Rewrite every line of the items below as one numbered list, omitting any blank lines.

* Raw records:

☆ ☆ ☆ ☆

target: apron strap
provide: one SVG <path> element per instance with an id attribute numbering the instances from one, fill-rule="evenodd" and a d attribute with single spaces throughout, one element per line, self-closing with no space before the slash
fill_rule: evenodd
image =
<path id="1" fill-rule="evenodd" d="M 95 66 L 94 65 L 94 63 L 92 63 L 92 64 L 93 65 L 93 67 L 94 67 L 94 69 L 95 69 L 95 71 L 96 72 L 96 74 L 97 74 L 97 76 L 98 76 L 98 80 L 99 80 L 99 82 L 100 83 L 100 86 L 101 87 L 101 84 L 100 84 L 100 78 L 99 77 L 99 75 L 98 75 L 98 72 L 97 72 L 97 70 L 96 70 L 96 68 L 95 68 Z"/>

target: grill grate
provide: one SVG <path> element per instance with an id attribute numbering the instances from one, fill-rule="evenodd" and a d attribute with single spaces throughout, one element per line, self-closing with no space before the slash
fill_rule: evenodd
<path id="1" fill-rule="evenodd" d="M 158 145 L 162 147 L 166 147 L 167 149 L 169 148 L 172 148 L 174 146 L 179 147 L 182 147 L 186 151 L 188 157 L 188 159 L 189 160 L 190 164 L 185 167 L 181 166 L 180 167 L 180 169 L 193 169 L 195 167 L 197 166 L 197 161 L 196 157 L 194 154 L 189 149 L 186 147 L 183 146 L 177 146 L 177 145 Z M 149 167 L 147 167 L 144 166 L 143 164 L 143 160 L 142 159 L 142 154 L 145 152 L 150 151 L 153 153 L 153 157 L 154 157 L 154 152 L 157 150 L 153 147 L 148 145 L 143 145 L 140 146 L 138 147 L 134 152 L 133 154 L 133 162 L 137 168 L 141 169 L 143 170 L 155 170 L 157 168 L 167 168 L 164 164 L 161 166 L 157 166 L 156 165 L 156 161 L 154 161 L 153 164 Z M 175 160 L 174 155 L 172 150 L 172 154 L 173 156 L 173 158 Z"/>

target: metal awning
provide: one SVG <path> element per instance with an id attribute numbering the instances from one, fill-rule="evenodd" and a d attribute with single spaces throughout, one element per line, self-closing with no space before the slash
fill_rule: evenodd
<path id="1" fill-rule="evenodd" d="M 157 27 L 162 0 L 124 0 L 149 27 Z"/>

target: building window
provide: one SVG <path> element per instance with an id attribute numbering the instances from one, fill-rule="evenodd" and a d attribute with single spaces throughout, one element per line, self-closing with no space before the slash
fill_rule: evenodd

☆ ☆ ☆ ☆

* Written answer:
1. target: apron strap
2. provide: one SVG <path> element per instance with an id attribute numbering the instances from one, fill-rule="evenodd" and a d attribute with single spaces throughout, one element per line, self-closing with no space before the slash
3. fill_rule: evenodd
4. image =
5. <path id="1" fill-rule="evenodd" d="M 95 66 L 94 65 L 94 63 L 92 63 L 92 64 L 93 65 L 93 67 L 94 67 L 94 69 L 95 69 L 95 71 L 96 72 L 96 74 L 97 74 L 97 76 L 98 76 L 98 80 L 99 80 L 99 82 L 100 83 L 100 86 L 101 87 L 101 84 L 100 84 L 100 78 L 99 77 L 99 75 L 98 75 L 98 72 L 97 72 L 97 70 L 96 70 L 96 68 L 95 68 Z"/>
6. target: grill grate
7. provide: one SVG <path> element per instance with an id attribute numbering the instances from one, fill-rule="evenodd" and a d attribute with single spaces throughout, one element per line, self-closing with no space before the slash
8. fill_rule: evenodd
9. <path id="1" fill-rule="evenodd" d="M 158 145 L 162 147 L 166 147 L 167 149 L 169 148 L 172 148 L 174 146 L 179 147 L 182 147 L 186 151 L 188 157 L 188 159 L 189 160 L 190 164 L 185 167 L 181 166 L 180 167 L 180 169 L 193 169 L 195 167 L 197 166 L 197 161 L 196 157 L 194 154 L 189 149 L 186 147 L 183 146 L 177 146 L 177 145 Z M 149 167 L 147 167 L 144 166 L 143 164 L 143 160 L 142 159 L 142 154 L 145 152 L 150 151 L 153 153 L 153 157 L 154 157 L 154 152 L 157 150 L 153 147 L 148 145 L 143 145 L 140 146 L 138 147 L 134 152 L 133 154 L 133 162 L 137 168 L 141 169 L 143 170 L 155 170 L 157 168 L 167 168 L 164 164 L 161 166 L 157 166 L 156 165 L 156 161 L 154 161 L 153 164 Z M 175 160 L 174 155 L 172 150 L 172 154 L 173 156 L 173 158 Z"/>
10. target: metal awning
11. provide: one SVG <path> element per instance with an id attribute numbering the instances from one, fill-rule="evenodd" and a d attribute with single spaces throughout, one element per line, self-closing with no space before the slash
12. fill_rule: evenodd
13. <path id="1" fill-rule="evenodd" d="M 157 27 L 162 0 L 124 0 L 149 27 Z"/>
14. target: building window
15. provide: one SVG <path> element per instance with an id attribute numbering the instances from one, fill-rule="evenodd" and a d attribute with single spaces throughout, one element per line, self-closing with no space before the slash
16. fill_rule: evenodd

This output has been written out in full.